Text segment

The chapter ends with a broad overview of the important NPCs, as well as the timeline, before the book dives into each with an immense amount of detail.


This is the extensive timeline from 1968 through Y2K. There are two timelines presented, with one being "our" history and the other being the Progenitor history, when Amanda Sykes gained her powers and began (inadvertantly) infecting people.

We get campaign frameworks along the way, spinning out of historical events in the Progenitor timeline, such as terminally ill patients rescued by young Tina Shaw and now not only alive, but empowered.

Historical figures such as Lyndon Johnson, J. Edgar Hoover and Martin Luther King, Jr. all wind up empowered and influencing events, even after King's death.

The world mostly carries on next to ours with minor changes until 1983...when the Metalocalypse occurs, complete with killer robots hunting metahumans and the biggest threat of nuclear war yet. Martial law gets declared in the US and much deatha and chaos ensues...but in a nice change, the world almost seems to get better for it, at least for a time least until President Reagan's untimely death, and the ascension of George HW Bush.

Excerpted records

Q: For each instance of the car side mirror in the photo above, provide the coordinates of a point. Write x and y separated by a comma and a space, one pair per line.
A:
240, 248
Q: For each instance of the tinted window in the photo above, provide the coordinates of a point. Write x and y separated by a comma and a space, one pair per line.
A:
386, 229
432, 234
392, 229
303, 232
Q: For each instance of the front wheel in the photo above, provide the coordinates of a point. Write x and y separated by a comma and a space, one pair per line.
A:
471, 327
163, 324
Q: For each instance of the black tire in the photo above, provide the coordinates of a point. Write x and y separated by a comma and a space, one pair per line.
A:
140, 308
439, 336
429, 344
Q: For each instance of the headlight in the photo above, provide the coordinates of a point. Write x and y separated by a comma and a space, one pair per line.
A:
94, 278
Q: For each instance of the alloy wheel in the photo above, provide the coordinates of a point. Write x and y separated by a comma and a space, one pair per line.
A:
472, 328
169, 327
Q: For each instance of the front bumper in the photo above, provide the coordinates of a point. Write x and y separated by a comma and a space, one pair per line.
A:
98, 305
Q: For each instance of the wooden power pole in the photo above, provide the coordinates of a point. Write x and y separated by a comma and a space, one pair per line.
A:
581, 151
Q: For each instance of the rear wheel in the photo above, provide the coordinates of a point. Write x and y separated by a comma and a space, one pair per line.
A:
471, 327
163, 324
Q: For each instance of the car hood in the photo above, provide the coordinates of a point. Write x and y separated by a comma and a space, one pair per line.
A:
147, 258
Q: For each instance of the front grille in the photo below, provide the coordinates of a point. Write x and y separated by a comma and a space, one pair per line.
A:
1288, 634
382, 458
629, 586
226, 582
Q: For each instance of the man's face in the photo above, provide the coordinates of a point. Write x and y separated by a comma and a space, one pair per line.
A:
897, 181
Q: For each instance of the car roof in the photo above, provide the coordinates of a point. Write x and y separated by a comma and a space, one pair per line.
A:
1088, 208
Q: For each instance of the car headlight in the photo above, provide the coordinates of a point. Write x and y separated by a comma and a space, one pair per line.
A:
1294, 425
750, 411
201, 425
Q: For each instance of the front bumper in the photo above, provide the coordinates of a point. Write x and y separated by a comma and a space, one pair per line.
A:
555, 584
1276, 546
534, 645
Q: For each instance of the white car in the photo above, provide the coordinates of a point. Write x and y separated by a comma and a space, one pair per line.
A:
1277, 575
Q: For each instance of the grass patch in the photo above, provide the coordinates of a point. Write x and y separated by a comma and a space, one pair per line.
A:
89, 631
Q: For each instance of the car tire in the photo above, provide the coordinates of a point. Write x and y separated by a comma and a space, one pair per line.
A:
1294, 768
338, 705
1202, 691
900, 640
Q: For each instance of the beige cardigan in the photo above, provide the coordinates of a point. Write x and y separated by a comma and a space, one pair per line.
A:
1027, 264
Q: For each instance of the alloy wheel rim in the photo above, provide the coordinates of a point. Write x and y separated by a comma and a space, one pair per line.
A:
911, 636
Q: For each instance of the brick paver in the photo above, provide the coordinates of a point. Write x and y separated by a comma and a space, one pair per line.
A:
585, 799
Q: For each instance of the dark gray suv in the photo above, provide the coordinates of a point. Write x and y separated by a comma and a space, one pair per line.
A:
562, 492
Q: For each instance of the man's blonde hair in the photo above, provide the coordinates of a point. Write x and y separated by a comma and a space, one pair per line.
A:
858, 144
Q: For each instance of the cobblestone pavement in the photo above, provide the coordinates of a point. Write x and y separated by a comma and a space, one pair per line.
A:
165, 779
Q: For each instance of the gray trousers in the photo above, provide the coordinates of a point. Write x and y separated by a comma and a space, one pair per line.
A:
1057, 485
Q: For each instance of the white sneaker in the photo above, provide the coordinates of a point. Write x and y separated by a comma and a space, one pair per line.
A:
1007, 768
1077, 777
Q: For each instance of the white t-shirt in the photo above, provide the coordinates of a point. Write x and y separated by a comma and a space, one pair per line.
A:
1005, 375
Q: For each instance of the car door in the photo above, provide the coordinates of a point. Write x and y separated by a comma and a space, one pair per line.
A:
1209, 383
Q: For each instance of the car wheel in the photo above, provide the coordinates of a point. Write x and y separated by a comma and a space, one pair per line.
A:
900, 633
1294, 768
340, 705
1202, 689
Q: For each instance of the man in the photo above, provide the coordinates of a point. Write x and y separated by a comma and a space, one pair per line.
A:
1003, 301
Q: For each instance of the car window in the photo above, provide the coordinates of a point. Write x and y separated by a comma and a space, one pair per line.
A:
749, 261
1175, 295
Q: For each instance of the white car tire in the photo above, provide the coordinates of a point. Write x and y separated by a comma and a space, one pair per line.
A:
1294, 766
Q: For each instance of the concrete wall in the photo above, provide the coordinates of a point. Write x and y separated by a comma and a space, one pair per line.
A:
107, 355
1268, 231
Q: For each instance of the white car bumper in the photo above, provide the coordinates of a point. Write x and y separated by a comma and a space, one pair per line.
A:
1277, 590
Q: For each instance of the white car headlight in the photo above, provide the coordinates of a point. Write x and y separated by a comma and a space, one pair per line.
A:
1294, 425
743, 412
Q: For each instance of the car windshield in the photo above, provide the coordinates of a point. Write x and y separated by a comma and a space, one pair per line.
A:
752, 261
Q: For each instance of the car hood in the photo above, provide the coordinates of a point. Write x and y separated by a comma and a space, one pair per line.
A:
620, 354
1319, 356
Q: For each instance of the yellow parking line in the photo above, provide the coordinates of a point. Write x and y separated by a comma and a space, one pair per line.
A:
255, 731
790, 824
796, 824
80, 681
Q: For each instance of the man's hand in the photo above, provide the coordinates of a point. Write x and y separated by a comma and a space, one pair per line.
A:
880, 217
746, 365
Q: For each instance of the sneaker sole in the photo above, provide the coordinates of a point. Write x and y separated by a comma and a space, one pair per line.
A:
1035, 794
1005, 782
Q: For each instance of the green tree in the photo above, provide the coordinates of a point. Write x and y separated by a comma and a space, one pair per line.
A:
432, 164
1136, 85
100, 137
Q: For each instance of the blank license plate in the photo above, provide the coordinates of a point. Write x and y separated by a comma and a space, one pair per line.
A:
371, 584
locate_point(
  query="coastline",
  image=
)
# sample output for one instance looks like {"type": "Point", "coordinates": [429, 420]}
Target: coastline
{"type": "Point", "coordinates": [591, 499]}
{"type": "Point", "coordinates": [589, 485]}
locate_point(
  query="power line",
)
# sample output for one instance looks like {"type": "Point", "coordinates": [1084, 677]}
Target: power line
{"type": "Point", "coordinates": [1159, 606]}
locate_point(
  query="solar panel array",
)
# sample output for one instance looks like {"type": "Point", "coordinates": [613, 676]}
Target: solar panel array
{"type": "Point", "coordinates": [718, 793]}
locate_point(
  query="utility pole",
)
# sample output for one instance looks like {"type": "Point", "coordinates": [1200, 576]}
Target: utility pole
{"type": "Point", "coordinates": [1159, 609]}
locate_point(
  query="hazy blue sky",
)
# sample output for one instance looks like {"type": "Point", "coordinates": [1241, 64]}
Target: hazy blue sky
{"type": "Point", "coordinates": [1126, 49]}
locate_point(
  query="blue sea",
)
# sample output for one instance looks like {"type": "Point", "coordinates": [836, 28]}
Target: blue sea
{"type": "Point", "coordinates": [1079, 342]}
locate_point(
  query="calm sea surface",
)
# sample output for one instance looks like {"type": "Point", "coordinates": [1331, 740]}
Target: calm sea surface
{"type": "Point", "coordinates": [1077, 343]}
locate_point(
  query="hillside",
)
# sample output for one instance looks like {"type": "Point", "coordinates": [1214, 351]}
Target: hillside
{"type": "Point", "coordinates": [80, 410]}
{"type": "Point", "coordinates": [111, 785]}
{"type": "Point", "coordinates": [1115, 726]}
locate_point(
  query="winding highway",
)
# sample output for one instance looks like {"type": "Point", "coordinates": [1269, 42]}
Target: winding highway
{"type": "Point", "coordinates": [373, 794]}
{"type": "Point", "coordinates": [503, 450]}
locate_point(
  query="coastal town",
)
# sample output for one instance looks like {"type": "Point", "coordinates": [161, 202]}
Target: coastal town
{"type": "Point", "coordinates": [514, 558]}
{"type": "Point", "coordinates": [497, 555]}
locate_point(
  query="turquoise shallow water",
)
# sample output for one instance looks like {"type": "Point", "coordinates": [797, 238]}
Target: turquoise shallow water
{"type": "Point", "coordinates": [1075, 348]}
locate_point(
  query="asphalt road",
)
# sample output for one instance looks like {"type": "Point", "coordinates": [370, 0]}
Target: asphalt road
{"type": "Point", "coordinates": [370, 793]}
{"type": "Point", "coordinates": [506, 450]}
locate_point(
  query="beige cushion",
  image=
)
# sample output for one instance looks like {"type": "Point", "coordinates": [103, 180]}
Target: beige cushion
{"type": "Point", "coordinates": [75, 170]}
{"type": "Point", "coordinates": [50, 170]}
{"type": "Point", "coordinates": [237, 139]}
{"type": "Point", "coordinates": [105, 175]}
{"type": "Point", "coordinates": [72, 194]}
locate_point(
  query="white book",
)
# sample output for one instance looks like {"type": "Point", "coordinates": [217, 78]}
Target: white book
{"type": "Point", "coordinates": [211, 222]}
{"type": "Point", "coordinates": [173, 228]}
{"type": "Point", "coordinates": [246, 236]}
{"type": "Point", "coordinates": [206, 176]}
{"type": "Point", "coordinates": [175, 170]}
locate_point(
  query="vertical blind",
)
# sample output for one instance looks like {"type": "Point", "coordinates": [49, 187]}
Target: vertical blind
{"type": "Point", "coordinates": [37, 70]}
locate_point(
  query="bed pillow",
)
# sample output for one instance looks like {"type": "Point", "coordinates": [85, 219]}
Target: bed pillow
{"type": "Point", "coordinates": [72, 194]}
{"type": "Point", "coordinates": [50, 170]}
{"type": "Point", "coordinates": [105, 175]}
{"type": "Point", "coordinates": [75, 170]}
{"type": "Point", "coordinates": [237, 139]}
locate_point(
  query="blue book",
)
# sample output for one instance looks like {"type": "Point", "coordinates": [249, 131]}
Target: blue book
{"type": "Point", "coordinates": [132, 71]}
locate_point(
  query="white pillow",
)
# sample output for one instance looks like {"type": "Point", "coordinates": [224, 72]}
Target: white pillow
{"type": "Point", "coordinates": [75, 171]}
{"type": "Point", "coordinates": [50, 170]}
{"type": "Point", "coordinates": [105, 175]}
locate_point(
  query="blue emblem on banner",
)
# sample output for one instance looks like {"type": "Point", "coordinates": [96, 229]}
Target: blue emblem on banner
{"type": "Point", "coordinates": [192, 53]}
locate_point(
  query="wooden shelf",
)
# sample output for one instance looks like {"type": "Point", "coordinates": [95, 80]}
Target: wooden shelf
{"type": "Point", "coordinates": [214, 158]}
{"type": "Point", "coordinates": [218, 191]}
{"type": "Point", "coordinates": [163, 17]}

Task requirements
- a) According to the game timeline review, in what year does the Metalocalypse occur?
- b) Print the game timeline review from "Historical figures such" up to and including "George HW Bush.".
- c) Decide whether each statement agrees with the game timeline review, answering yes or no and quoting the words that settle it: (i) The timeline runs from 1968 through Y2K. (ii) Amanda Sykes rescued terminally ill patients. (iii) Martial law is declared in the US.
Rely solely on the text to answer.

Responses by task
- a) 1983

- b)
Historical figures such as Lyndon Johnson, J. Edgar Hoover and Martin Luther King, Jr. all wind up empowered and influencing events, even after King's death.

The world mostly carries on next to ours with minor changes until 1983...when the Metalocalypse occurs, complete with killer robots hunting metahumans and the biggest threat of nuclear war yet. Martial law gets declared in the US and much deatha and chaos ensues...but in a nice change, the world almost seems to get better for it, at least for a time least until President Reagan's untimely death, and the ascension of George HW Bush.

- c)
(i) Yes: "This is the extensive timeline from 1968 through Y2K."
(ii) No: "terminally ill patients rescued by young Tina Shaw"
(iii) Yes: "Martial law gets declared in the US"